**What is expected**
Count the lines in the records below that contain the string "grass", treating uppercase and lowercase as different, and reply with only that number.

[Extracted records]
┏━━
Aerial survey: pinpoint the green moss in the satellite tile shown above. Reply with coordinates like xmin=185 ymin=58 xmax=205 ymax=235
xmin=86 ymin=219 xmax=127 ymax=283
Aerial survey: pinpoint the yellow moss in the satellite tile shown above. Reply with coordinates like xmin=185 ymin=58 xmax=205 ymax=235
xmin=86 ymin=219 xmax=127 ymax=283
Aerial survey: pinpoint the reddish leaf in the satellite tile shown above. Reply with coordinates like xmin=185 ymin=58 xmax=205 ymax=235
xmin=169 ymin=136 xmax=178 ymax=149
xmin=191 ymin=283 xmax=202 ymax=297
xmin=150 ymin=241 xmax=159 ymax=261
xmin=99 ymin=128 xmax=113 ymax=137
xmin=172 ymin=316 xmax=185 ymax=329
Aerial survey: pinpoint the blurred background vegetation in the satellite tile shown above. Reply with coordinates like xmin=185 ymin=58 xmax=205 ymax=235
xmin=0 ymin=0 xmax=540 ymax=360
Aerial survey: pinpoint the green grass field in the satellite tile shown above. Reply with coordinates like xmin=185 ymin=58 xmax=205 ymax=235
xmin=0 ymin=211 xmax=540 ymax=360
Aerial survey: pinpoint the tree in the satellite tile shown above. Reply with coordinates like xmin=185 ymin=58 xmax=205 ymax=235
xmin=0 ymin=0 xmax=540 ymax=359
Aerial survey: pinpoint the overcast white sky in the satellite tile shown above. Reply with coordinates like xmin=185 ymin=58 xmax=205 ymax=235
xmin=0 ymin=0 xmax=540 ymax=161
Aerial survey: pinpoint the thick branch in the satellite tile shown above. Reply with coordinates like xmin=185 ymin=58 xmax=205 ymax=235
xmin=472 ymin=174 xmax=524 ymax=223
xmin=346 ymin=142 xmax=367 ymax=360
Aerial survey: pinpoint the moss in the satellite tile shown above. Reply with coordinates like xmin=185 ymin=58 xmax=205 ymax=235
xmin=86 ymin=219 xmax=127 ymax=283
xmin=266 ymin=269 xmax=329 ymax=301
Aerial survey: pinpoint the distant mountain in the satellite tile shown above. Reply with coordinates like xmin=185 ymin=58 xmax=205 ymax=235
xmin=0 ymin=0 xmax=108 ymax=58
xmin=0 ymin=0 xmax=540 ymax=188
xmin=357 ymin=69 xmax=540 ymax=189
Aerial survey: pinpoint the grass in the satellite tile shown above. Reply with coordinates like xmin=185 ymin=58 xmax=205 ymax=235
┗━━
**Exercise output**
2